> **Исходный текст**:
——

Владимир Дудинцев - Между двумя романами
Но не хлебом единым жив человек! И для души мне много было отпущено в те времена. И письма, и встречи... Появился замечательный друг у меня Мария Вениаминовна Юдина. Да, та самая Юдина - знаменитая пианистка. Позвонила однажды, сказала - читательница. И стал я завсегдатаем на ее концертах в Консерватории, у Гнесиных. Очень много играла она Баха, а у меня как раз подошел "баховский" период. Был шопеновский: когда сочинял "Не хлебом единым". А теперь мне помогал Иоганн Себастьян Бах. А вот к Хиндемиту так Мария Вениами-новна и не смогла меня преклонить, но грозилась. Наверное ее хлопотами попали мы с женой на 1-й конкурс имени Чайковского. Ван Клиберн! Но больше всего - Серхио де Варелла Сид, португальский пианист. Божественный музыкант. Как он исполнял Цезаря Франка! Молился...
Мария Вениаминовна была всей душой предана музыке. И Богу. Ей не было никакого дела, в чем она одета, выходила на сцену в черном балахоне и в кедах - тепло или холодно у нее в квартире - жила на окраине Москвы в мансарде.

——

> **Задание**:
Ответьте по отрывку о Юдиной выше на три вопроса, каждый на отдельной строке:
(a) Какой период, по словам автора, был у него, когда он сочинял «Не хлебом единым»?
(b) Кого из пианистов 1-го конкурса имени Чайковского автор выделяет больше всего?
(c) Где жила Мария Вениаминовна?

——

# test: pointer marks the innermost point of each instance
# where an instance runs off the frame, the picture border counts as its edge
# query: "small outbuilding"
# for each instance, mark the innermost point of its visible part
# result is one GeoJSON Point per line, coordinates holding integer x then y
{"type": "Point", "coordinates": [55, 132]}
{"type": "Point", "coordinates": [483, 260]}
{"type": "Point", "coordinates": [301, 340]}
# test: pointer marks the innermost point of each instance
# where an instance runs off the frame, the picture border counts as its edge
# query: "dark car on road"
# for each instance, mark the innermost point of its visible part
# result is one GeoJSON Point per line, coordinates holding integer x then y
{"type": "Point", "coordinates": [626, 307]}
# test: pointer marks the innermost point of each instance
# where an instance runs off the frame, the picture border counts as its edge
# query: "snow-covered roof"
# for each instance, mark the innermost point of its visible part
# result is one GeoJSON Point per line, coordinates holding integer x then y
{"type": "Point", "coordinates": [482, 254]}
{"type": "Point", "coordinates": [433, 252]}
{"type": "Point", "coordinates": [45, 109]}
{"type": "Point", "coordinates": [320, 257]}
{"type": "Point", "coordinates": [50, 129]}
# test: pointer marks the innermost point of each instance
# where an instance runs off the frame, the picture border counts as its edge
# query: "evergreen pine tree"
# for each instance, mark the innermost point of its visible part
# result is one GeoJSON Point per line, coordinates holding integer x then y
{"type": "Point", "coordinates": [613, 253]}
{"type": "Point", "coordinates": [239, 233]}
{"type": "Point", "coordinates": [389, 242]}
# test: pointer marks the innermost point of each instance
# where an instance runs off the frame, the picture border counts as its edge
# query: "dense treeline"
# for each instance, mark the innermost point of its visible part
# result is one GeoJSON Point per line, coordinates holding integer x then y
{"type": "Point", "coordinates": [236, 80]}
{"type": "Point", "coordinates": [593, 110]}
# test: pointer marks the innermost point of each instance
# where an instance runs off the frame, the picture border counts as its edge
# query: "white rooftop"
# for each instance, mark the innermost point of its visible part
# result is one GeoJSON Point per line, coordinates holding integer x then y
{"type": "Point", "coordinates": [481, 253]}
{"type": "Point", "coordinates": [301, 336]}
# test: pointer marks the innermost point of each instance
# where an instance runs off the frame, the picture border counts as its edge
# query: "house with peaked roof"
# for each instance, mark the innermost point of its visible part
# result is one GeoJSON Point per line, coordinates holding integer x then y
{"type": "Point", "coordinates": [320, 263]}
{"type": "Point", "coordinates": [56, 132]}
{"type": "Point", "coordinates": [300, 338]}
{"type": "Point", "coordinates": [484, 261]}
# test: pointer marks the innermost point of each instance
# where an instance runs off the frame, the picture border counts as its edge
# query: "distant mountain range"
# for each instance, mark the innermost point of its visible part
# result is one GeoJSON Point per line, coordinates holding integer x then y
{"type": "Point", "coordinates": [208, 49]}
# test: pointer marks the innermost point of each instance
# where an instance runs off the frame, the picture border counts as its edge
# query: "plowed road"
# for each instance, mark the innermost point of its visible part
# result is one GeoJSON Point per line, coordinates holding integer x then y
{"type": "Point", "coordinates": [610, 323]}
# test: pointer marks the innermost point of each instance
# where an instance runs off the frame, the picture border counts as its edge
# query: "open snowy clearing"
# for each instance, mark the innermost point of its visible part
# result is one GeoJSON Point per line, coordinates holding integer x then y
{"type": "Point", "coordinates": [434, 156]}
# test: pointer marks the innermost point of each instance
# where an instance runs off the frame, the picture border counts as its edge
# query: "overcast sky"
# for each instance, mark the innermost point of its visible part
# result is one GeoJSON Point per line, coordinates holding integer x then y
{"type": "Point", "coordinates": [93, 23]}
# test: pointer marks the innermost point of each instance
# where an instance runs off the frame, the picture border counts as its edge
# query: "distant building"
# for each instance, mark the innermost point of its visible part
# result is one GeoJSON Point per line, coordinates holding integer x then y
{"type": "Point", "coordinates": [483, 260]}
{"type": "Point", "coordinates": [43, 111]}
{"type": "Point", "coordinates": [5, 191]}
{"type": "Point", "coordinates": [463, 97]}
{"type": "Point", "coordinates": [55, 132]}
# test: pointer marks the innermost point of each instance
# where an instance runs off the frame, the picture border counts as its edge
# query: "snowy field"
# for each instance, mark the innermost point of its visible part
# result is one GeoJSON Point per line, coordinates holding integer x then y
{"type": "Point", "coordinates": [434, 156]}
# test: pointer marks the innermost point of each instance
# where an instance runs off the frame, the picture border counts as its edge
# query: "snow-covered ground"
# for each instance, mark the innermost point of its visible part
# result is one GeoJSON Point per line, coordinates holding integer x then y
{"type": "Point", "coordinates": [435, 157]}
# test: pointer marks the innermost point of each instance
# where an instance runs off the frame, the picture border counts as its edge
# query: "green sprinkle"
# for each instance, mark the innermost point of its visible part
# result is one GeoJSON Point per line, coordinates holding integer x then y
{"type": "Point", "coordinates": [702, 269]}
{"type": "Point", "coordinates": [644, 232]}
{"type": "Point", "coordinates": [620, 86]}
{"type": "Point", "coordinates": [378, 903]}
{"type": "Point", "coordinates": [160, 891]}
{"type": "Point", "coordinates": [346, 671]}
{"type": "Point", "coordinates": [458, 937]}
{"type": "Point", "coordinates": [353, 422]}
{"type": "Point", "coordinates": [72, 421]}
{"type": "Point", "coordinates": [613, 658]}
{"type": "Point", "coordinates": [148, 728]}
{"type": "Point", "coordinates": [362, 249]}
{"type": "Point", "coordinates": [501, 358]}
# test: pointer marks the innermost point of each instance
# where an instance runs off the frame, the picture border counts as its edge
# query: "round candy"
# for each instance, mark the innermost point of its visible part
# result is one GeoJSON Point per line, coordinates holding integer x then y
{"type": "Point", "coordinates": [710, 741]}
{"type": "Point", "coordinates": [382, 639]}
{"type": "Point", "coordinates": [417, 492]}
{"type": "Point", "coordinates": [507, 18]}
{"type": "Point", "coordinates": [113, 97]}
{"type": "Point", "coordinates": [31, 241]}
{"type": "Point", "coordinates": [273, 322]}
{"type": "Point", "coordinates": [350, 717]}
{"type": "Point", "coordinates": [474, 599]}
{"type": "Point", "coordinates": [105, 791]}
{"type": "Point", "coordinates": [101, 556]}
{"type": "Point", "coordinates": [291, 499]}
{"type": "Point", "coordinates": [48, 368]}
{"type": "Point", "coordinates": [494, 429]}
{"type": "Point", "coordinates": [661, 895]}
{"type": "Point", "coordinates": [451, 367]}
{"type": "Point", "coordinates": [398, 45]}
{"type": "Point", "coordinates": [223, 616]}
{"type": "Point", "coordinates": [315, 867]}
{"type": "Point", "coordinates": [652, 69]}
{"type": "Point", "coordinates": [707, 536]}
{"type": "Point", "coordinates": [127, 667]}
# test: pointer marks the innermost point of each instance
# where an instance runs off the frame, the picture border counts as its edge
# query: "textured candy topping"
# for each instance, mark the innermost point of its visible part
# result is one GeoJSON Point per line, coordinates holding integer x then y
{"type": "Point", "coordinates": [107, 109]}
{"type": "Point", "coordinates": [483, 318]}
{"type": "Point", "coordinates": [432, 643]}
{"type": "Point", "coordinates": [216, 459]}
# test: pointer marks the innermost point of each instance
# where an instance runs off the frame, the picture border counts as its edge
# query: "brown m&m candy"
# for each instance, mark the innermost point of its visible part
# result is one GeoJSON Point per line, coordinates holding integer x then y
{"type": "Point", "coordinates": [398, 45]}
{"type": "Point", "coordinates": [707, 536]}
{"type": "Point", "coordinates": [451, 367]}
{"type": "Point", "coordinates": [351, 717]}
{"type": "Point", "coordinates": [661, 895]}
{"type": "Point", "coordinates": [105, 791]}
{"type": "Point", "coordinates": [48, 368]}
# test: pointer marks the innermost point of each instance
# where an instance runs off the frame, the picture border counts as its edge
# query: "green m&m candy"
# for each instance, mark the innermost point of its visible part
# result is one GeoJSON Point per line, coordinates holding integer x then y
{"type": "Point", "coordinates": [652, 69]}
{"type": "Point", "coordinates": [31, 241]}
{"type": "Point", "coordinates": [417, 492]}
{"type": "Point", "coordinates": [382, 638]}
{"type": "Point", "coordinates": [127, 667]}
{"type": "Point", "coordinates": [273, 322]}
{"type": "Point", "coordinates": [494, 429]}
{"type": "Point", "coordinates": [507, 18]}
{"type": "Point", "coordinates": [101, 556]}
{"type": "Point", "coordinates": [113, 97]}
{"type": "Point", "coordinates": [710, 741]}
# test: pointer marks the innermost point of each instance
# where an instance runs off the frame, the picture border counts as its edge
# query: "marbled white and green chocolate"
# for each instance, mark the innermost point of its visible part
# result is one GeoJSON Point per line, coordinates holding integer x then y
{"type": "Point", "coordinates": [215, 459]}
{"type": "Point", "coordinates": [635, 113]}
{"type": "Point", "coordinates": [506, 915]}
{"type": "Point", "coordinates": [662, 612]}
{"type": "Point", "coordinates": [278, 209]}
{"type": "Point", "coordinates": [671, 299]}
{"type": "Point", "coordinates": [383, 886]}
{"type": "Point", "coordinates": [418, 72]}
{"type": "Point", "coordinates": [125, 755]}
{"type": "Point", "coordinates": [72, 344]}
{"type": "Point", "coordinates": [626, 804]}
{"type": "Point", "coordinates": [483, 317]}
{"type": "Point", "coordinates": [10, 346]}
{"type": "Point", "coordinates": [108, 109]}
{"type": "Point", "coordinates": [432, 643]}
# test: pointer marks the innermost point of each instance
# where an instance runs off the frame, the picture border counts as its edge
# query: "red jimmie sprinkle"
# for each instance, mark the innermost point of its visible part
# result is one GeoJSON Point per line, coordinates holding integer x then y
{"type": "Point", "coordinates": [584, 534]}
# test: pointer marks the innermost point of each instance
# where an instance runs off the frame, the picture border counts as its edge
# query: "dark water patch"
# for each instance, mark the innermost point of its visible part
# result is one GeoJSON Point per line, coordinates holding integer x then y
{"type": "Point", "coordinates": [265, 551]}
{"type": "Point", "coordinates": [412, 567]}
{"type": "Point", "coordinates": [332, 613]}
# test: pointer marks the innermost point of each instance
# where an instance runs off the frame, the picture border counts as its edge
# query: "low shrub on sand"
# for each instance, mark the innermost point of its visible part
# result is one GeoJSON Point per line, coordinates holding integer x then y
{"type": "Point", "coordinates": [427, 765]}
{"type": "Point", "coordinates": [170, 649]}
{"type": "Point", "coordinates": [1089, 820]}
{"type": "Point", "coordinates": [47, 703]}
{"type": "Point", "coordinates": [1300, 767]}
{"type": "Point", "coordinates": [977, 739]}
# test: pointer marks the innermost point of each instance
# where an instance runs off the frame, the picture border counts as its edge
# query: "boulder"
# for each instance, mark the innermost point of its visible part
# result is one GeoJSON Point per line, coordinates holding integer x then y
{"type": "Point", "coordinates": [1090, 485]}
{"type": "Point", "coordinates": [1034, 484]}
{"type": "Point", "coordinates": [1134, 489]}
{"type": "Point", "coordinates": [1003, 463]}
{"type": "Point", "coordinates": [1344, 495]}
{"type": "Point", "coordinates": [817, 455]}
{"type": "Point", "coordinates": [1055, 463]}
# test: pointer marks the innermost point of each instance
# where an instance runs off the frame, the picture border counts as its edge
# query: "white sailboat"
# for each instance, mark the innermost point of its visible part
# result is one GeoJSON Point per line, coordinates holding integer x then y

——

> **Ответ**:
(a) Шопеновский.
(b) Серхио де Варелла Сида, португальского пианиста.
(c) На окраине Москвы, в мансарде.